[Job] Rewrite the entries below as a numbered list, dropping any blank lines.

--- start Extracted information ---

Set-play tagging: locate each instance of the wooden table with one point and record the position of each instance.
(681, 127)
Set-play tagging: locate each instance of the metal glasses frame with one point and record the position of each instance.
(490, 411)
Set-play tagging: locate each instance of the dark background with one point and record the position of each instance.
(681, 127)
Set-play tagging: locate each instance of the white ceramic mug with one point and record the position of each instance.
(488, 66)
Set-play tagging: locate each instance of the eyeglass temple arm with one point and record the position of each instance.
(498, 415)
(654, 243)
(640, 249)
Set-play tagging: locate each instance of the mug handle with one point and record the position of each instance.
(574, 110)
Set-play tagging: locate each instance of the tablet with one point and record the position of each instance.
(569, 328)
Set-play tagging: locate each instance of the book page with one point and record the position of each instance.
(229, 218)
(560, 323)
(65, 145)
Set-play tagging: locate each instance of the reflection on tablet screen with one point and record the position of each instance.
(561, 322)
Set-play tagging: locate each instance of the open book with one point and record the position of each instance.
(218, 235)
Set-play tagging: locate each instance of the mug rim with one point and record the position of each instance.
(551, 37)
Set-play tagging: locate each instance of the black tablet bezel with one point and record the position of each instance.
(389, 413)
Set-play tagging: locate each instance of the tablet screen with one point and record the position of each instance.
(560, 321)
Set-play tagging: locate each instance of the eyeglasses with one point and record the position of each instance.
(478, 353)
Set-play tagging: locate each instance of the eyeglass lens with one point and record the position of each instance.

--- end Extracted information ---

[Exercise answer]
1. Set-play tagging: locate each instance of the wooden table with one point and record the position of each instance.
2. (681, 127)
3. Set-play tagging: locate each instance of the metal glasses frame with one point and record the position of each instance.
4. (490, 411)
5. Set-play tagging: locate each instance of the dark background with one point and record the position of each instance.
6. (681, 127)
7. Set-play tagging: locate each instance of the white ceramic mug with one point and record the position of each instance.
8. (488, 66)
9. Set-play tagging: locate each instance of the eyeglass temple arm with one point and record the position of each instance.
10. (498, 415)
11. (654, 243)
12. (640, 249)
13. Set-play tagging: locate each instance of the mug handle with one point and record the position of each instance.
14. (574, 110)
15. Set-play tagging: locate each instance of the tablet with one point and record the position of each instance.
16. (569, 328)
17. Set-play tagging: locate each instance of the book page with one point and record the position of each instance.
18. (229, 218)
19. (560, 323)
20. (65, 145)
21. Set-play tagging: locate each instance of the reflection on tablet screen with one point and record the position of each instance.
22. (561, 322)
23. Set-play tagging: locate each instance of the open book with one point and record the position of each instance.
24. (218, 235)
25. Set-play tagging: locate each instance of the mug rim with one point and record the position of each instance.
26. (551, 37)
27. Set-play tagging: locate each instance of the black tablet bezel with one point and record the position of each instance.
28. (389, 413)
29. Set-play tagging: locate each instance of the tablet screen with one point and record the position of each instance.
30. (560, 321)
31. Set-play tagging: locate each instance of the eyeglasses with one point and record the position of each instance.
32. (478, 353)
33. Set-play tagging: locate each instance of the eyeglass lens with one point and record the position of each instance.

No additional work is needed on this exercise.